◆ **Material provided**:
== Segment start ==

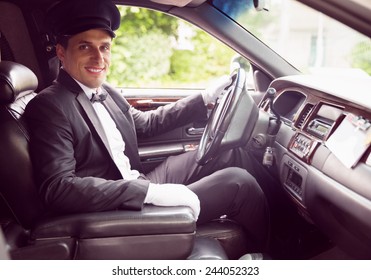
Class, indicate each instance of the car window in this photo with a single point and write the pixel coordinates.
(156, 50)
(308, 39)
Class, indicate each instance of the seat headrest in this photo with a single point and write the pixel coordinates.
(16, 80)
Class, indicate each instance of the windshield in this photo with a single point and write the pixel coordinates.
(309, 40)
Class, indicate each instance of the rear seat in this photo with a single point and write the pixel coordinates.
(153, 233)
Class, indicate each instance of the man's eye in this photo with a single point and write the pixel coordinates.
(83, 47)
(105, 48)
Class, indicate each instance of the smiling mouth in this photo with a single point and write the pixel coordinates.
(95, 70)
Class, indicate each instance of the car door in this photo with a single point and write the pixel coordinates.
(169, 60)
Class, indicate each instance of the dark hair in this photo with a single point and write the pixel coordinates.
(62, 40)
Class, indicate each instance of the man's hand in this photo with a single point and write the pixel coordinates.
(173, 195)
(212, 92)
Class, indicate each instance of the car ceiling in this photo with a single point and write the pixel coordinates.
(354, 13)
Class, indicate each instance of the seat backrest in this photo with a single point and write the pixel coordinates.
(17, 188)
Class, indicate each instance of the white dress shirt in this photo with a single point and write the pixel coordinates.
(116, 143)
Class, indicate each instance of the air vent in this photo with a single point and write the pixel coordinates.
(304, 115)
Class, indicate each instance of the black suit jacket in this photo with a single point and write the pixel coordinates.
(69, 149)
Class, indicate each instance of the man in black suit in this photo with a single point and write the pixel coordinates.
(85, 153)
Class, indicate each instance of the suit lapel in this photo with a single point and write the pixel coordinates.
(126, 130)
(123, 124)
(67, 81)
(93, 117)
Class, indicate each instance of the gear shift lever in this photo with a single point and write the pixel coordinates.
(274, 127)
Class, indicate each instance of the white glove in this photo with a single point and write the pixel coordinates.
(173, 195)
(212, 92)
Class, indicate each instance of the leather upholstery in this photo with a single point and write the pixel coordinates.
(153, 233)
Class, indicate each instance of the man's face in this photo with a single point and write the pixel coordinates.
(87, 57)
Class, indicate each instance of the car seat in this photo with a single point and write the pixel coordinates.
(31, 233)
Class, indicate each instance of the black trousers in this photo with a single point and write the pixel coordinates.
(224, 187)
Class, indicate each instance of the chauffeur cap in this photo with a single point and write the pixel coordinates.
(70, 17)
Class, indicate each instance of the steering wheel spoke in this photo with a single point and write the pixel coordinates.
(230, 123)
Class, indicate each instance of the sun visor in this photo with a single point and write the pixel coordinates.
(178, 3)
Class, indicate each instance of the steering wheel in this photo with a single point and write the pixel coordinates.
(231, 121)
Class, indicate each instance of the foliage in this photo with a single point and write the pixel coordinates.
(149, 50)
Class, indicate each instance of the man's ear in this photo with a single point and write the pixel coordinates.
(60, 51)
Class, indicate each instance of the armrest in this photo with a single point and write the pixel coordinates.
(151, 220)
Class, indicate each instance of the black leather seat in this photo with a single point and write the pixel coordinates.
(153, 233)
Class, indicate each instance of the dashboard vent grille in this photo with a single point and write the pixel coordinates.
(304, 115)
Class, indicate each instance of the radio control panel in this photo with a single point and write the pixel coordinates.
(302, 146)
(318, 128)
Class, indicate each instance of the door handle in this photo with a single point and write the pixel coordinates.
(195, 131)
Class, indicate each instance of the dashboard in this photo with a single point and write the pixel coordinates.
(323, 154)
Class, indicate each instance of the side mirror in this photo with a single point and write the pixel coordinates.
(261, 5)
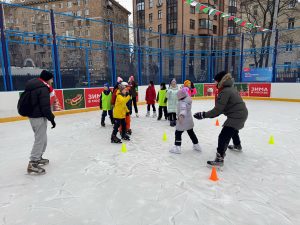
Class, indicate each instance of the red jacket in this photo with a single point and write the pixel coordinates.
(150, 95)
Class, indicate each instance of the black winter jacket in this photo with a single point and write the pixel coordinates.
(40, 99)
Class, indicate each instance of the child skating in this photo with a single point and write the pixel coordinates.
(185, 122)
(229, 103)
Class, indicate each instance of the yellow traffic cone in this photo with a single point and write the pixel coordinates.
(124, 149)
(271, 141)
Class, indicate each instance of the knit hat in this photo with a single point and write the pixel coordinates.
(187, 83)
(46, 75)
(119, 79)
(219, 76)
(181, 94)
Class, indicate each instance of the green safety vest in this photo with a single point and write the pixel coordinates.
(162, 97)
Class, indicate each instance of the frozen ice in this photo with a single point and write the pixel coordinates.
(90, 181)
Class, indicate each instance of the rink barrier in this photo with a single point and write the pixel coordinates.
(81, 100)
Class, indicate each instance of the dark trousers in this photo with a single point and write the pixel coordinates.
(224, 138)
(104, 114)
(172, 116)
(118, 123)
(134, 105)
(153, 107)
(191, 133)
(160, 111)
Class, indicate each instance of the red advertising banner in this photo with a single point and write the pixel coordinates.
(210, 89)
(92, 97)
(260, 90)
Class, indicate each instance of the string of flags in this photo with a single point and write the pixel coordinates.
(212, 11)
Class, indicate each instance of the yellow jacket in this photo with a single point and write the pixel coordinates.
(120, 108)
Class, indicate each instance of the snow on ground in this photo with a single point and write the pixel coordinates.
(89, 180)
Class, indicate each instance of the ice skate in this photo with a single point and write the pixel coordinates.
(34, 168)
(148, 114)
(115, 139)
(43, 161)
(125, 137)
(236, 148)
(196, 147)
(218, 162)
(175, 149)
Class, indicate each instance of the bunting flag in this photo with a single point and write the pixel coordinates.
(212, 12)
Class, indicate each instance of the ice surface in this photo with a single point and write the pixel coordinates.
(89, 180)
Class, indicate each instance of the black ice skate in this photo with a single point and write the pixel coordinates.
(129, 132)
(237, 148)
(43, 161)
(125, 137)
(34, 168)
(115, 139)
(218, 162)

== Segment end ==

◆ **What the task requires**: All the material shown above is to be copied exactly, with no pictures carried over.

◆ **Solution**:
Class, indicate each instance of the car window in this photo with a single point and write the pixel coordinates.
(156, 50)
(308, 39)
Class, indicate each instance of the seat headrest in this photo with a single point and write the pixel coordinates.
(16, 80)
Class, indicate each instance of the windshield in this photo with a single point and write the pixel coordinates.
(309, 40)
Class, indicate each instance of the rear seat in this photo with a single point and write the pixel coordinates.
(153, 233)
Class, indicate each instance of the man's eye in this photo with a single point and write the pixel coordinates.
(83, 47)
(105, 48)
Class, indicate each instance of the smiling mouth in this photo with a single point and write the pixel coordinates.
(95, 70)
Class, indicate each instance of the car door in this photo with a single point and write the pixel coordinates.
(169, 60)
Class, indicate each instance of the dark hair in this photo with a single point and write the pixel coordinates.
(62, 40)
Class, indicate each instance of the man's hand in this photo with a single point and write the pixel coordinates.
(173, 195)
(212, 92)
Class, indicate each instance of the car ceiling in this photo with a single point and write the pixel coordinates.
(354, 13)
Class, indicate each instance of the seat backrest in this photo with a single point and write the pixel coordinates.
(17, 188)
Class, indicate each instance of the white dress shirt in this photo with a single point and write the pixel coordinates.
(116, 143)
Class, indicate each instance of the air vent in this photo with a single point and write the pixel coordinates.
(304, 115)
Class, indicate each instance of the black suit jacket in this photo with a single point and write the pixel coordinates.
(69, 149)
Class, indicate each instance of the man in black suit in this photo with a single point and write the pixel coordinates.
(85, 153)
Class, indicate each instance of the suit lapel in this photo with a single point and write the pixel coordinates.
(126, 130)
(123, 124)
(67, 81)
(93, 117)
Class, indicate each instance of the gear shift lever in this photo with a single point and write the pixel coordinates.
(274, 127)
Class, indicate each instance of the white glove in this photo with a single point and write the pixel coordinates.
(173, 195)
(212, 92)
Class, indicate each instance of the leather upholstery in this photo with a single point and write the pixel coordinates.
(153, 233)
Class, indicate each instance of the man's face in this photo with a single point and write the pixel coordinates.
(87, 57)
Class, indicate each instance of the car seat in this photo with a single point and write the pixel coordinates.
(31, 233)
Class, indicate each instance of the black trousers in this photo with a single point and write the pixel coordinates.
(224, 187)
Class, indicate each instance of the chauffeur cap in this photo with a single point and write the pixel coordinates.
(70, 17)
Class, indicate each instance of the steering wheel spoke in this photo with a single point and write the pixel coordinates.
(230, 123)
Class, indicate each instance of the sun visor in this photo with a single point and write the pixel coordinates.
(178, 3)
Class, indicate each instance of the steering wheel in this photo with a single point and write the pixel coordinates.
(231, 121)
Class, indicate each instance of the foliage in this photo with a single point and write the pixel coordinates.
(149, 50)
Class, indicate each instance of the man's ear in this photo with a single point and write the pixel coordinates.
(60, 51)
Class, indicate each instance of the armrest in this photo with a single point and write the pixel coordinates.
(151, 220)
Class, indicate each instance of the black leather seat in this photo with a single point and write the pixel coordinates.
(153, 233)
Class, indicate each instance of the dashboard vent grille in this photo with a single point and write the pixel coordinates.
(304, 115)
Class, indicate each instance of the radio control panel in this photo with a single point and write the pixel coordinates.
(302, 146)
(318, 128)
Class, indicate each instance of the door handle in this photo with a single point and write the pixel coordinates.
(195, 131)
Class, indicate each instance of the dashboard in this photo with a single point and write the pixel coordinates.
(323, 154)
Class, indicate each instance of the side mirror in this photo with a single point and write the pixel coordinates.
(261, 5)
Class, indicate each instance of the red jacket in this photo with a single point and write the pixel coordinates.
(150, 95)
Class, indicate each instance of the black winter jacket in this photo with a single point and write the pixel coordinates.
(40, 99)
Class, indicate each instance of the child skating in this photo with a single point and write the pixel coordinates.
(185, 122)
(229, 103)
Class, indicate each instance of the yellow traffic cone in this photo with a single point and write the pixel coordinates.
(124, 149)
(271, 141)
Class, indicate each instance of the knit hat in this photo with a single point and write the pixel coordinates.
(187, 83)
(46, 75)
(119, 79)
(219, 76)
(181, 94)
Class, indicate each instance of the green safety vest in this photo with a single point and write the pixel coordinates.
(162, 97)
Class, indicate each instance of the frozen ice in this photo with a single point and write the pixel coordinates.
(90, 181)
Class, indicate each instance of the rink barrier in this photo with a single point and write the pixel coordinates.
(81, 100)
Class, indicate each instance of the dark trousers in this photo with a single point and write the pixel coordinates.
(224, 138)
(104, 114)
(172, 116)
(118, 123)
(134, 105)
(153, 107)
(191, 133)
(160, 111)
Class, indicate each instance of the red advertising banner in this photo with a single point and write the pixel coordinates.
(210, 89)
(92, 97)
(260, 90)
Class, indicate each instance of the string of flags in this photo with a single point and write the pixel coordinates.
(212, 11)
Class, indicate each instance of the yellow jacket in this photo with a single point and write the pixel coordinates.
(120, 108)
Class, indicate each instance of the snow on ground in this photo with a single point and write the pixel coordinates.
(89, 180)
Class, indicate each instance of the ice skate in this photo with a single point and write the pixel coordinates.
(34, 168)
(148, 114)
(115, 139)
(43, 161)
(125, 137)
(236, 148)
(196, 147)
(218, 162)
(175, 149)
Class, indicate each instance of the bunting flag in this photo with a single point and write the pixel coordinates.
(212, 12)
Class, indicate each instance of the ice surface in this photo with a single point and write the pixel coordinates.
(89, 180)
Class, indicate each instance of the black ice skate in this photo with a single point and write the pixel coordinates.
(129, 132)
(237, 148)
(43, 161)
(125, 137)
(34, 168)
(115, 139)
(218, 162)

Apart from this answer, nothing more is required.